* [THE TASK]
Will you quote all of the entries, word for word?
* START *
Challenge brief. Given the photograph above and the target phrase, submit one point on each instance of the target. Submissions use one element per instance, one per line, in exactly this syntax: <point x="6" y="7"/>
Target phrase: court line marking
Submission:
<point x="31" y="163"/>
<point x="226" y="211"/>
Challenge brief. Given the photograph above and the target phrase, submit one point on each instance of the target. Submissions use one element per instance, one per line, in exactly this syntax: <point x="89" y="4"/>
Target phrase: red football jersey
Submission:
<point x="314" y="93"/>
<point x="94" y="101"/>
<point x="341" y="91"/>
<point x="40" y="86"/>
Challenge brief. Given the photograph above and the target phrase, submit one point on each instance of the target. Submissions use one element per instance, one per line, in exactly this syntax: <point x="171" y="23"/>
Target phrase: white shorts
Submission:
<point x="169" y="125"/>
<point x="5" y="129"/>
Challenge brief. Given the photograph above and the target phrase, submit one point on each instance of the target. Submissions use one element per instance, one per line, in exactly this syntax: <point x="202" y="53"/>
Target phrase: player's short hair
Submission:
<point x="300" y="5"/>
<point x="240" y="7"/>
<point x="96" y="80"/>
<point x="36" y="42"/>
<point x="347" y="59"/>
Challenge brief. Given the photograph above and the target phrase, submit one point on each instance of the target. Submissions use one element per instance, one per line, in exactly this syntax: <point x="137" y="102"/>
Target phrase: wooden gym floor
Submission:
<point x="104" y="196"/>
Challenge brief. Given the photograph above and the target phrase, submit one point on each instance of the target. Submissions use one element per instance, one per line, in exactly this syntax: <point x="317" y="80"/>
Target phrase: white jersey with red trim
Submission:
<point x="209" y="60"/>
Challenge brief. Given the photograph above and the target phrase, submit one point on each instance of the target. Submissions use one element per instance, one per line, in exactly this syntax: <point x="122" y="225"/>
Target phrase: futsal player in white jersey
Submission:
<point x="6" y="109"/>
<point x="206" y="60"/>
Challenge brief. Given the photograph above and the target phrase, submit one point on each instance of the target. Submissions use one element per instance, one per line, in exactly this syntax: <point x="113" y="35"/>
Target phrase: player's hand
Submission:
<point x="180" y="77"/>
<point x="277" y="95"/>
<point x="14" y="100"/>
* END *
* [RESULT BELOW]
Challenge brief. Given the photograph above and the target phrase, submit one point on each instance of the target. Submissions use one element per instance, one per line, in exactly this syntax: <point x="6" y="7"/>
Target phrase: court line marking
Submission:
<point x="31" y="163"/>
<point x="226" y="211"/>
Challenge brief. Given the photograph above and the target phrase, submit one point on each instance of the target. Submissions use one element per instance, one per line, in exactly this syntax: <point x="89" y="4"/>
Target phrase: red football jersey
Submission:
<point x="314" y="93"/>
<point x="94" y="101"/>
<point x="341" y="91"/>
<point x="40" y="86"/>
Challenge brief. Given the photograph above and the target phrase, submit one point on each instance of the target. Submissions use one element per instance, one per line, in exactly this syntax: <point x="171" y="23"/>
Target phrase: white shorts
Submission:
<point x="169" y="125"/>
<point x="5" y="129"/>
Challenge brief. Given the photograph above and the target phrase, submit one point on each instance of the target. Submissions use one element per instance, one per line, in exactly this syntax: <point x="202" y="53"/>
Target phrase: player's short hair
Submission:
<point x="300" y="5"/>
<point x="240" y="7"/>
<point x="96" y="80"/>
<point x="36" y="42"/>
<point x="347" y="59"/>
Challenge brief. Given the photograph above and the target phrase, submit one point on each instance of the target. Submissions use one element per instance, one per line, in exactly this syntax: <point x="137" y="102"/>
Target phrase: wooden gym floor
Submission:
<point x="104" y="196"/>
Challenge brief. Given the photograph above and the target phrase, submit one point on each instance of the target. Submissions use one element per instance, one per line, in exactly this syntax: <point x="317" y="80"/>
Target phrase: white jersey with red trim
Submission:
<point x="209" y="60"/>
Challenge brief. Given the photograph above and the target phrase, submit one point on each instance of the target. Submissions use one element per instance, one per line, in exactly this syntax: <point x="122" y="225"/>
Target phrase: futsal player in white jersey
Submission:
<point x="6" y="109"/>
<point x="206" y="60"/>
Challenge brief. Given the photograph above and the target phrase, submit one point on each instance of the target. Submissions use one element per instance, one per line, in exactly this syntax: <point x="113" y="35"/>
Target phrase: player's hand
Submission:
<point x="180" y="77"/>
<point x="277" y="95"/>
<point x="14" y="100"/>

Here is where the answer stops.